== Activity ==
Please repeat each line of the data exactly, with nothing left out.
━━━━━ Study material
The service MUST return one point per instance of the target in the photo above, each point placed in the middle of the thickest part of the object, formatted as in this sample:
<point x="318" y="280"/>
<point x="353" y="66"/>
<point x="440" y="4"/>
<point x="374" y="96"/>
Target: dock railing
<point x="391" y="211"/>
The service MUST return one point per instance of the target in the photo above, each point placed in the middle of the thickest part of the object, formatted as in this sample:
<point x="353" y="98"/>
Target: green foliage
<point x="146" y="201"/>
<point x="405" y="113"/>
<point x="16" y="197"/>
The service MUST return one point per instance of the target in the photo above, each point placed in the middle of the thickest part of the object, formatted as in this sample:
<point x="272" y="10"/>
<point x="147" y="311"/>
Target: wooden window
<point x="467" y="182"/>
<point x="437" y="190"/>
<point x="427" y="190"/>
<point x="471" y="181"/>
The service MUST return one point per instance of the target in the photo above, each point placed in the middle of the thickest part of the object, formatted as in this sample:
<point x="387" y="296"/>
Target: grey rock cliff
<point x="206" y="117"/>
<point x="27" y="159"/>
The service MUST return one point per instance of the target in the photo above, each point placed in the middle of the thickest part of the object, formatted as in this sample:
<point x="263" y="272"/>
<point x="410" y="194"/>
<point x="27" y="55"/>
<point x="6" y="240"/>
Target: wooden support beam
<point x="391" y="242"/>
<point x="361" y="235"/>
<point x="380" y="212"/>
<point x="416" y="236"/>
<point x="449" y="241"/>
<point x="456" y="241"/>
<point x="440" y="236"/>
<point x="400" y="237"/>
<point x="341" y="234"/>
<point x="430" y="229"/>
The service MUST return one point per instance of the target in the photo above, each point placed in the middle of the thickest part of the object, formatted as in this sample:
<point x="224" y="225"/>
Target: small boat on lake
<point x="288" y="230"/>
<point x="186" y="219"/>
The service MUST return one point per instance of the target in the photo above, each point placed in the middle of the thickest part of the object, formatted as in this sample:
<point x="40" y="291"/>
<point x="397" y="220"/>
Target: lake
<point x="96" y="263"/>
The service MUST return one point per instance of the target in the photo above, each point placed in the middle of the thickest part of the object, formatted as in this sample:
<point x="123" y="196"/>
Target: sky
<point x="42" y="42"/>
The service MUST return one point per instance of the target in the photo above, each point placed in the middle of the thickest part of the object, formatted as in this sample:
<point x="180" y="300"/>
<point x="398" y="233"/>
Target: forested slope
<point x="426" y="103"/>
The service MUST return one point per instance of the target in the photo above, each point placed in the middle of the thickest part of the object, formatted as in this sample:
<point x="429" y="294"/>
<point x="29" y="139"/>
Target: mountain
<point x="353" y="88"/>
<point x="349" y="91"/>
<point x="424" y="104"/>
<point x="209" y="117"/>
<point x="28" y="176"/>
━━━━━━━━━━
== Exercise response ==
The service MUST return one point per instance of the target in the photo above, each point placed in the middle of the thickest part of the object, formatted as in this sample:
<point x="318" y="280"/>
<point x="353" y="66"/>
<point x="440" y="4"/>
<point x="374" y="96"/>
Target: dock railing
<point x="391" y="211"/>
The service MUST return one point per instance of the target in the photo above, each point placed in the middle of the thickest part of the object, formatted as in this sample:
<point x="353" y="98"/>
Target: green foliage
<point x="146" y="201"/>
<point x="405" y="113"/>
<point x="16" y="197"/>
The service MUST return one point per instance of the target in the photo above, each point placed in the middle of the thickest part of the object, formatted as in this sample:
<point x="272" y="10"/>
<point x="147" y="311"/>
Target: wooden window
<point x="467" y="182"/>
<point x="437" y="190"/>
<point x="427" y="190"/>
<point x="471" y="181"/>
The service MUST return one point per instance of the target in the photo above, each point placed in the middle of the thickest part of the object, formatted as in this sample:
<point x="387" y="296"/>
Target: grey rock cliff
<point x="206" y="117"/>
<point x="27" y="159"/>
The service MUST return one point per instance of the target in the photo above, each point placed in the middle of the thickest part of the object, formatted as in this sample:
<point x="263" y="272"/>
<point x="410" y="194"/>
<point x="27" y="55"/>
<point x="6" y="240"/>
Target: wooden support beam
<point x="391" y="242"/>
<point x="361" y="235"/>
<point x="380" y="212"/>
<point x="416" y="236"/>
<point x="449" y="241"/>
<point x="456" y="241"/>
<point x="440" y="236"/>
<point x="400" y="237"/>
<point x="341" y="234"/>
<point x="430" y="229"/>
The service MUST return one point per instance of the target in the photo above, each point placed in the middle of the thickest part of the object, formatted as in this sample:
<point x="224" y="225"/>
Target: small boat on lake
<point x="288" y="230"/>
<point x="186" y="219"/>
The service MUST return one point per instance of the target in the photo above, each point placed in the middle of the thickest part of the object, formatted as in this sample:
<point x="40" y="291"/>
<point x="397" y="220"/>
Target: lake
<point x="96" y="263"/>
The service MUST return one point per instance of the target in the photo above, each point placed in the middle of the thickest part of the object, formatted as in this sample:
<point x="123" y="196"/>
Target: sky
<point x="42" y="42"/>
The service MUST return one point per instance of the target in the photo above, each point placed in the middle of the thickest part of the object, formatted as in this sample:
<point x="180" y="300"/>
<point x="398" y="233"/>
Target: forested slope
<point x="426" y="103"/>
The service MUST return one point per instance of the target in the photo above, each point placed in the middle of the thickest part of the object, formatted as in this sample:
<point x="429" y="294"/>
<point x="29" y="139"/>
Target: mountain
<point x="353" y="88"/>
<point x="349" y="91"/>
<point x="424" y="104"/>
<point x="209" y="117"/>
<point x="28" y="176"/>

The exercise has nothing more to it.